Work instructions
Skip any picture you find and retype all the remaining lines exactly.

-- START Supplied material --

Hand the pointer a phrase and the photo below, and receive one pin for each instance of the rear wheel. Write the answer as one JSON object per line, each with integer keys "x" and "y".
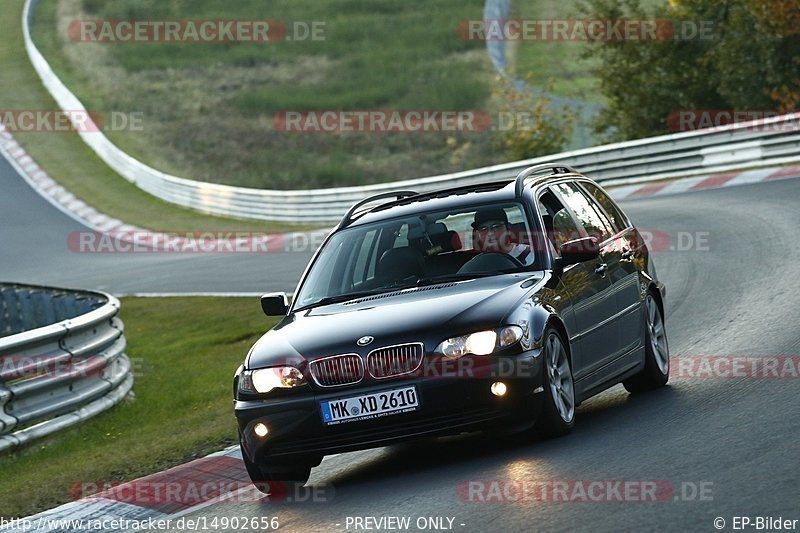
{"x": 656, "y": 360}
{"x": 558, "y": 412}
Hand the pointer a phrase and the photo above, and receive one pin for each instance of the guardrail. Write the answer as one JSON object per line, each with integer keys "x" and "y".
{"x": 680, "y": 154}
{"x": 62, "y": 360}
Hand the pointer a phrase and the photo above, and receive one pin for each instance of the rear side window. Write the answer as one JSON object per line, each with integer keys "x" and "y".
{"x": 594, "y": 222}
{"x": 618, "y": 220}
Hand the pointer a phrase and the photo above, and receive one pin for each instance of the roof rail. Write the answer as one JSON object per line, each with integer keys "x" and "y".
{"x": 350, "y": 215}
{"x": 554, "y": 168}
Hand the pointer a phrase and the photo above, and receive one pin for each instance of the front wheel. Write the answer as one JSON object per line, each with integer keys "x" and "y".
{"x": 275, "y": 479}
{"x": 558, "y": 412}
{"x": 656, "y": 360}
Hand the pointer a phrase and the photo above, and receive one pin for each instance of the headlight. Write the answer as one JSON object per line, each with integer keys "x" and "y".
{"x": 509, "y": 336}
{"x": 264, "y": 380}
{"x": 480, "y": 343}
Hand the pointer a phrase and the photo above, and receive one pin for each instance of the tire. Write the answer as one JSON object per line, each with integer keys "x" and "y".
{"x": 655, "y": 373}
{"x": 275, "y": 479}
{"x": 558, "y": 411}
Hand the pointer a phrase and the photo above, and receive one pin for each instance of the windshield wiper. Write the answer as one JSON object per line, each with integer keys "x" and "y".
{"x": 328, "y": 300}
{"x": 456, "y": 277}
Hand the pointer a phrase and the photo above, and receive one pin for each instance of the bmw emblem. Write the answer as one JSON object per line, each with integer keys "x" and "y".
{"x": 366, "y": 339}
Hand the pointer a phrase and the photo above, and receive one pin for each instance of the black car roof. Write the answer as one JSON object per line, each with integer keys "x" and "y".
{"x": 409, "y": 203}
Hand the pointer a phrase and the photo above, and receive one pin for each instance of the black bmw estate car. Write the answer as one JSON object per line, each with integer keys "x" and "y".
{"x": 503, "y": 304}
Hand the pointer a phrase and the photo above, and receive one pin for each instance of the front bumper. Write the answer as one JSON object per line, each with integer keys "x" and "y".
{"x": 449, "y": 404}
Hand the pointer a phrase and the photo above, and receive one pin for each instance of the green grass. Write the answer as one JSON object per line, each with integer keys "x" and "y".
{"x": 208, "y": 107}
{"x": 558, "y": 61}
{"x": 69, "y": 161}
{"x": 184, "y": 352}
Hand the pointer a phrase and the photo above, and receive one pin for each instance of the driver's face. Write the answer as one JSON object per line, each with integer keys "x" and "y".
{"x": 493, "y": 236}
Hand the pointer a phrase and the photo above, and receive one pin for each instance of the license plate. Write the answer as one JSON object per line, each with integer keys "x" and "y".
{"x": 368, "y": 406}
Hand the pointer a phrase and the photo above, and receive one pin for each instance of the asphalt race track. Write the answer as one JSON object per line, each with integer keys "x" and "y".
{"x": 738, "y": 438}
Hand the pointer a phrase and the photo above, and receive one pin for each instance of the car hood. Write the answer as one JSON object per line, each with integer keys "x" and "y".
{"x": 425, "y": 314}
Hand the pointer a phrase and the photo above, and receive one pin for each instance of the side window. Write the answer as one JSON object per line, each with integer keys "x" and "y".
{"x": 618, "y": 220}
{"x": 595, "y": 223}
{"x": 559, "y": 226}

-- END Supplied material --

Answer to the task
Hand the pointer a phrase and the photo below, and receive one pin for each instance of the rear wheel. Write the answer as one JSON object per line, each with integer keys "x" and "y".
{"x": 656, "y": 360}
{"x": 558, "y": 412}
Hand the pointer a phrase and the photo above, and receive one pin for each instance of the guardrail. Write the answer as one JSON object per line, each with integer keys "x" and "y".
{"x": 680, "y": 154}
{"x": 62, "y": 360}
Hand the pointer a phrase and the photo above, and receive one pin for each instance of the rear side window. Write the answer as one JSON object per line, each with integer keys "x" and "y".
{"x": 594, "y": 222}
{"x": 618, "y": 220}
Hand the pointer a phrase and the photo above, and receive one pin for each instance of the roof rail. Write the answer as one JSON object per line, each with integer keys "x" and "y".
{"x": 350, "y": 215}
{"x": 554, "y": 168}
Hand the pointer a phrase and the photo above, and receive one pin for each instance of the front wheel. Write the answer as one JSON object per line, each with integer keys "x" and "y".
{"x": 275, "y": 479}
{"x": 558, "y": 412}
{"x": 656, "y": 360}
Hand the pointer a phrase and the photo above, and receive one pin for each instance of the headlight. Write the answer as one JSON object per line, each with integer keys "x" and "y".
{"x": 509, "y": 336}
{"x": 264, "y": 380}
{"x": 480, "y": 343}
Hand the pointer a phrase and the photo above, and receive one pin for each instance of the tire. Write the answer as one JSON object per line, each with integer keys "x" and "y".
{"x": 655, "y": 373}
{"x": 275, "y": 479}
{"x": 558, "y": 411}
Hand the pointer a phrase and the photo above, and receive one pin for each instance of the windshield wiper. Write the answer as one JSON object per line, each with integer keys "x" and "y".
{"x": 328, "y": 300}
{"x": 456, "y": 277}
Hand the pointer a phrase and the photo above, and receive one pin for each instance of the bmw emblem. Write the answer as one JSON object per line, each with integer keys "x" and "y".
{"x": 366, "y": 339}
Hand the pointer a phrase and the photo above, and receive one pin for each instance of the black car roof. Write the answer as one JSON object per line, each with integer keys "x" and "y".
{"x": 409, "y": 203}
Hand the pointer a phrase and the photo above, and receive one pin for each instance of the black bmw estate car. Write the answer as one JSON object per line, each with integer keys "x" and "y".
{"x": 503, "y": 304}
Hand the pointer a phrase and the photo above, and receive one pin for each instance of the front bumper. Write the answer as one JSON object per line, each with integer keys "x" and "y".
{"x": 449, "y": 404}
Hand the pointer a phrase and the photo above, and receive one pin for each instance of the green grass. Write the answer as one JSON object per line, each with integer keys "x" and "y".
{"x": 208, "y": 107}
{"x": 558, "y": 61}
{"x": 69, "y": 161}
{"x": 184, "y": 352}
Hand the pointer a phrase and the photo above, and receive one pin for each instance of the driver's face. Write the answer as one JSON object per line, each with integer keys "x" and "y".
{"x": 493, "y": 236}
Hand the pointer a phrase and the photo above, and receive one pin for each instance of the license plate. Write the answer as one JSON object per line, each with integer keys "x" and "y".
{"x": 368, "y": 406}
Hand the pointer a phrase and the photo above, and receive one pin for each instance of the asphalt race track. Write the answer as one JSON object per line, each with integer keys "x" and "y".
{"x": 738, "y": 438}
Hand the pointer a phrase and the photo above, and receive one pin for each instance of the car hood. Write the answer as one JSON object per line, each with integer keys "x" and "y".
{"x": 425, "y": 314}
Hand the pointer a phrase and the photo above, and receive one pin for each instance of the side window. Write the answer as one JSON object per line, each with integer keys "x" and "y".
{"x": 618, "y": 220}
{"x": 595, "y": 223}
{"x": 559, "y": 226}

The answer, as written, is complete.